Required work - Below are several entries. Transcribe exactly those lines that fall from the one with "Target: parked car in snow" through the one with "Target: bare tree trunk", end lines included.

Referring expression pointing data
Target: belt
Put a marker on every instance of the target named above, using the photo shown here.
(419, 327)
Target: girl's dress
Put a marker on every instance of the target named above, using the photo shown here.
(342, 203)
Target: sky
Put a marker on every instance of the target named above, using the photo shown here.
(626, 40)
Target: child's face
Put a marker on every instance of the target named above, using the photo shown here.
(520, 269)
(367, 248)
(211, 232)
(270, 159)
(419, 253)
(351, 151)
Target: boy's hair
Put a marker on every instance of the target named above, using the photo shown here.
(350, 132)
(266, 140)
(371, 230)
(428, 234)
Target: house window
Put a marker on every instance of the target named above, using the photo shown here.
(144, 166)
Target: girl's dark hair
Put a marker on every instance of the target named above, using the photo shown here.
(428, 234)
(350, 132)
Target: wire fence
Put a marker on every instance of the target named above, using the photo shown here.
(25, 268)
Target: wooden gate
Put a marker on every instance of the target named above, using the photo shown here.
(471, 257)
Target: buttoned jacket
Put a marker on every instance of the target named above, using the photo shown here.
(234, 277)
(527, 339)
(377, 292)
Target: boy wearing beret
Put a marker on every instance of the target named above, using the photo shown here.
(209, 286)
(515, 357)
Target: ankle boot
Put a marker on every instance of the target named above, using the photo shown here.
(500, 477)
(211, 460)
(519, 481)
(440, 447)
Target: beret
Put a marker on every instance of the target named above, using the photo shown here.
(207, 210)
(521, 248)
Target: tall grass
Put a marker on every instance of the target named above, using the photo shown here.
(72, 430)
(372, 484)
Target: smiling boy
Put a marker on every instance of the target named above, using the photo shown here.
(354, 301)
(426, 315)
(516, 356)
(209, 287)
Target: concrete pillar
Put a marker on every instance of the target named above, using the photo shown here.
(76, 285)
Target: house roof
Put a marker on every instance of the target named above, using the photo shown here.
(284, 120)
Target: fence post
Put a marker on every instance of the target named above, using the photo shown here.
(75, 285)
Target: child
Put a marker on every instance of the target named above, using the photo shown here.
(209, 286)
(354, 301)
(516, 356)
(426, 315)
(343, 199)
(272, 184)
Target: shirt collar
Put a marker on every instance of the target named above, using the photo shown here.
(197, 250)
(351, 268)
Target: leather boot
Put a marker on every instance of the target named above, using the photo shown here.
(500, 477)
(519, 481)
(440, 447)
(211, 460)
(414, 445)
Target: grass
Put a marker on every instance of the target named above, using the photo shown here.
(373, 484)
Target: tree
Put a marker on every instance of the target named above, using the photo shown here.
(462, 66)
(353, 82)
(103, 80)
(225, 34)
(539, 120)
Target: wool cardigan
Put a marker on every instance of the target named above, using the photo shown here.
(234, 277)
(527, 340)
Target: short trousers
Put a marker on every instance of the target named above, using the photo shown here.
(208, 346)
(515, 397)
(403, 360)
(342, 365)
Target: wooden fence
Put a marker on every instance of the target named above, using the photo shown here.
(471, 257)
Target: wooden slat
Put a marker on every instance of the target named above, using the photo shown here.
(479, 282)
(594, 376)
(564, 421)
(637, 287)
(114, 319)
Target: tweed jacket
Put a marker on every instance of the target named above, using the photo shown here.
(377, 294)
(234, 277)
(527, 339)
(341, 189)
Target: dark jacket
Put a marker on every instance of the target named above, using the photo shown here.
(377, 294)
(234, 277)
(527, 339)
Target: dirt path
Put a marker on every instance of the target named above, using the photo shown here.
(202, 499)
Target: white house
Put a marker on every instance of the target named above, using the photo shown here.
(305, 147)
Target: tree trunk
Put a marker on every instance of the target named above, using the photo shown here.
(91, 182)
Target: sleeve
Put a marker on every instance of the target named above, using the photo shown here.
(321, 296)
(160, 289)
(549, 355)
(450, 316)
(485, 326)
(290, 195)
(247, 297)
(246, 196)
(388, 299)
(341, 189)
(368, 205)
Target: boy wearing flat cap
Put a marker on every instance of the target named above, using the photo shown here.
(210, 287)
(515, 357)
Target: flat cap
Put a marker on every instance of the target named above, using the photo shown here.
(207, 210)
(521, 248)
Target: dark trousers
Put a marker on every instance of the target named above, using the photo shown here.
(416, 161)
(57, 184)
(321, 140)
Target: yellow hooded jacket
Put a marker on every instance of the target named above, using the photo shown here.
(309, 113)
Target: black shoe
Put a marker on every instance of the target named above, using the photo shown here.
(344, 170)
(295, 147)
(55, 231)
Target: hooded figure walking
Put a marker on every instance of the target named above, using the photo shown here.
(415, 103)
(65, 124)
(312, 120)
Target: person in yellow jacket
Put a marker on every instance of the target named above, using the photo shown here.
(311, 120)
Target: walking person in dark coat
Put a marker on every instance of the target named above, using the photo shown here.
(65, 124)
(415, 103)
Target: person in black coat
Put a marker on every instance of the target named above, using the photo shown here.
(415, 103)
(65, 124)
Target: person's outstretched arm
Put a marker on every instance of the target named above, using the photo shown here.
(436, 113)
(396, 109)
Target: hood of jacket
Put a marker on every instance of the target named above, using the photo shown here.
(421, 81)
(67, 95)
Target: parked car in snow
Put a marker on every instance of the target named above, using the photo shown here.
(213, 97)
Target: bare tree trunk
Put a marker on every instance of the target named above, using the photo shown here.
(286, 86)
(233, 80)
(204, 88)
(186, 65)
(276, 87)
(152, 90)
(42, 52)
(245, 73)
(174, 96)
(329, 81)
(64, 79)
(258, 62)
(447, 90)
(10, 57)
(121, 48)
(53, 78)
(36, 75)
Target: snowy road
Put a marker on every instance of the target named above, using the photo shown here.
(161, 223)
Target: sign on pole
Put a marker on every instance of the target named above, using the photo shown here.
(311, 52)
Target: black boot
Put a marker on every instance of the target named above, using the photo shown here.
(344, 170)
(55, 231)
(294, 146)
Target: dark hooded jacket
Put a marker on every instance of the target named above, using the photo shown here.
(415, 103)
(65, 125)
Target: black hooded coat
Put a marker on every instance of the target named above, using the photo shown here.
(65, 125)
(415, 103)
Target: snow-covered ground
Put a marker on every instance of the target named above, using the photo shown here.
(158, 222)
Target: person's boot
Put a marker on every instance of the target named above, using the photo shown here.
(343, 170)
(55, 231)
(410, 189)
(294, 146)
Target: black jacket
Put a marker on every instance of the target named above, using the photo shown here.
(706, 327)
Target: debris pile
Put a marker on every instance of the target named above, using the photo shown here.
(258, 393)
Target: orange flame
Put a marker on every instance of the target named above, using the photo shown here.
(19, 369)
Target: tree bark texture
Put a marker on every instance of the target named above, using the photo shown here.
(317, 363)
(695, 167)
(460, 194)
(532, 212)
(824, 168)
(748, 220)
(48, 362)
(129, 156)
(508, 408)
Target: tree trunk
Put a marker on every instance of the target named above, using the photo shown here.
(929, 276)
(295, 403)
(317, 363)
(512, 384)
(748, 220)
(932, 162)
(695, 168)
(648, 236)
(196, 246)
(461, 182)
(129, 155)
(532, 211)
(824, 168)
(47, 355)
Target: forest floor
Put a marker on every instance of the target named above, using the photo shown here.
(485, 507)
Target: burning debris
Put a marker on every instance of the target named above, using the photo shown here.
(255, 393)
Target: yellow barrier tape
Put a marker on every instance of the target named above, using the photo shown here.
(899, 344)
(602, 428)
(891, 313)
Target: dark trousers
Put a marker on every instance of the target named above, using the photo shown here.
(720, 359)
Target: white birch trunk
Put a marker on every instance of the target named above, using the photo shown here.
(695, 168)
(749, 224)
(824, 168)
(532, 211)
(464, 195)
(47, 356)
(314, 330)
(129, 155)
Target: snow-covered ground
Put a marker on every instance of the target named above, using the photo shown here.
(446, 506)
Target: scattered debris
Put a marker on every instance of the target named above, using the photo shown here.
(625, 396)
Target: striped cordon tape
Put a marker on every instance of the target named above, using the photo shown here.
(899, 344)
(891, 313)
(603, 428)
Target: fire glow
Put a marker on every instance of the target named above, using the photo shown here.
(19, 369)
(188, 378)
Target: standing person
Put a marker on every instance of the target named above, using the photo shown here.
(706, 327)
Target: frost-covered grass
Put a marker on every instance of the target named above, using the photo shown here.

Written response -
Target: parked car in snow
Put a marker on every instance of the target named above, using the photo shown here.
(213, 97)
Target: bare tree trunk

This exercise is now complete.